___ 来源
微扩层鳞片石墨负极材料的制备及电化学性能研究

doi:10.3724/SP.J.1077.2013.12698

无机材料学报 ›› 2013, Vol. 28 ›› Issue (9): 931-936.DOI: 10.3724/SP.J.1077.2013.12698

微扩层鳞片石墨负极材料的制备及电化学性能研究

何月德, 简志敏, 刘洪波, 肖海河

(湖南大学材料科学与工程学院, 长沙 410082)

收稿日期:2012-11-20 修回日期:2012-12-20 出版日期:2013-09-20 网络出版日期:2013-08-14
作者简介:何月德(1973-), 男, 博士研究生. E-mail: heyuede@163.com
基金资助:
国土资源部公益性行业科研专项经费项目(201011031); 湖南省国土资源厅科技项目(2010-08); 中央高校基本科研业务费专项基金(531107040188)

Preparation and Electrochemical Performance of Flake Graphite Anode Materials with Slightly Expanded Interlayer

HE Yue-De, JIAN Zhi-Min, LIU Hong-Bo, XIAO Hai-He

(College of Materials Science and Engineering, Hunan University, Changsha 410082,China)

Received:2012-11-20 Revised:2012-12-20 Published:2013-09-20 Online:2013-08-14
About author:HE Yue-De. E-mail: heyuede@163.com
Supported by:
Special Scientific Fund Item for Non-profit Public Industry of Ministry of Land and Resources(201011031); Science and Technology Programs of Land and Resources Bureau of Hunan (2010-08); Fundamental Research Funds for the Central University (531107040188)

摘要/Abstract

摘要： 研究了微扩层鳞片石墨的制备工艺、晶体结构、表面形貌以及电化学行为之间的关系。采用XRD和SEM等手段分析了石墨样品的结构和表面形貌; 采用比表面积分析仪、振实密度仪分别测试了样品的BET比表面积和振实密度等指标; 并应用恒电流充放电测试、循环伏安技术和电化学阻抗法(EIS)研究了微扩层处理前后石墨负极的电化学行为。结果表明, 经微扩层处理后, 石墨的平均层间距d₀₀₂略微增大, 平均晶粒尺寸Lc、La减小, 颗粒的表面更光滑。微扩层石墨的首次库伦效率从91.6%提高至92.7%, 可逆容量由345.5 mAh/g提高至379.8 mAh/g。且其循环性能与倍率放电性能均得到有效改善, 同时石墨的嵌锂电位略有提高, 锂离子从石墨中脱出更容易, 电化学可逆性提高。分析是由于微扩层后石墨负极材料脱嵌锂反应的活化能降低所致。
______
___ 数据内容
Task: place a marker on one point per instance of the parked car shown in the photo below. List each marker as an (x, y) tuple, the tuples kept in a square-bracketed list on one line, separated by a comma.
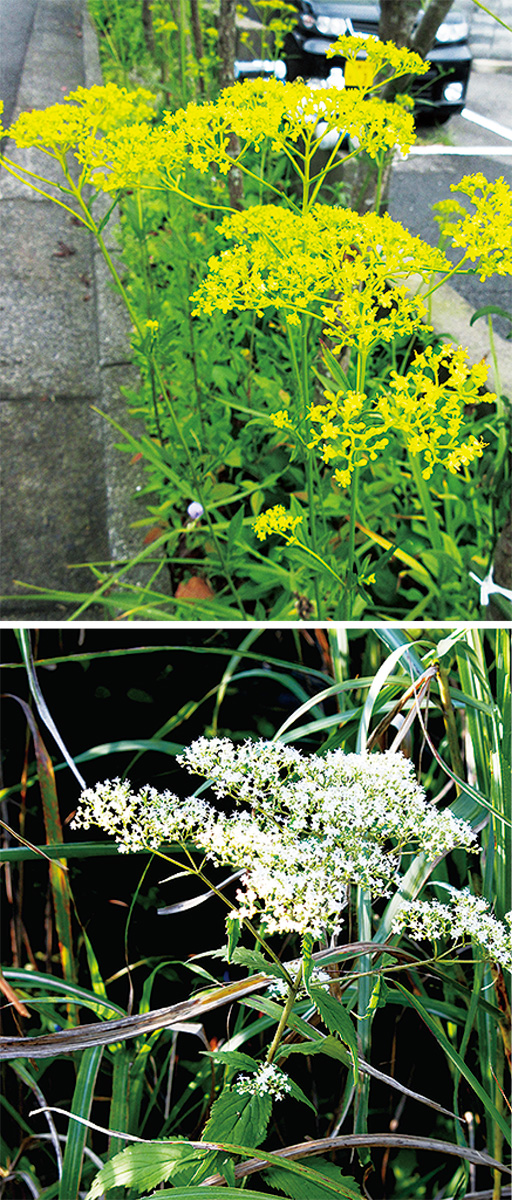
[(438, 94)]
______
## [任务要求]
A) 根据微扩层鳞片石墨一文回答下列问题：
(i) 作者所在单位是哪所学院？
(ii) 该文的收稿日期是哪一天？
(iii) 经微扩层处理后，石墨的首次库伦效率从多少提高到多少？
B) 列出微扩层鳞片石墨一文中文部分写明的全部基金资助项目，并附上各自的编号。
C) 从摘要最后一句之后接着写微扩层鳞片石墨一文。

## [任务答案]
A)
(i) 湖南大学材料科学与工程学院
(ii) 2012-11-20
(iii) 从91.6%提高至92.7%

B)
国土资源部公益性行业科研专项经费项目（201011031）
湖南省国土资源厅科技项目（2010-08）
中央高校基本科研业务费专项基金（531107040188）

C)
关键词: 负极材料, 鳞片石墨, 电化学性能, 倍率性能, 石墨层间化合物

Abstract: Correlation among preparation method, crystal structure, morphology and electrochemical performance of graphite with a slightly expanded interlayer were investigated. The structure and morphology of the samples were characterized by XRD and SEM analysis, respectively. The specific surface area (BET) and tap density were tested by the related equipments, The electrochemical behavior of the samples was studied using galvanostatic charge/discharge test, cyclic voltammograms, and electrochemical impedance spectra. The results indicate that average interlayer distance d₀₀₂ of modified graphite expands slightly, and average in-plane crystallite size La and Lc decrease, while spherical graphite particles become smoother. Electrochemical measures show that the initial columbic efficiency of graphite increases from 91.6% to 92.7%, and reversible capacity increases from 345.5 mAh/g to 379.8 mAh/g, while both cycling performance and rate discharge capacity are improved. The intercalation potential of modified graphite is mild increased, lithium-ion can deintercalate from graphite more easily, and the electrochemical reversibility of graphite is improved, compared with that of the raw graphite. The improvement can be ascribed to the reduction of activation energy of deintercalation reaction for modified graphite.

Key words: anode material, flake graphite, electrochemical performance, rate capacity, graphite intercalation compounds

中图分类号:

TM912

何月德, 简志敏, 刘洪波, 肖海河. 微扩层鳞片石墨负极材料的制备及电化学性能研究[J]. 无机材料学报, 2013, 28(9): 931-936.

HE Yue-De, JIAN Zhi-Min, LIU Hong-Bo, XIAO Hai-He. Preparation and Electrochemical Performance of Flake Graphite Anode Materials with Slightly Expanded Interlayer[J]. Journal of Inorganic Materials, 2013, 28(9): 931-936.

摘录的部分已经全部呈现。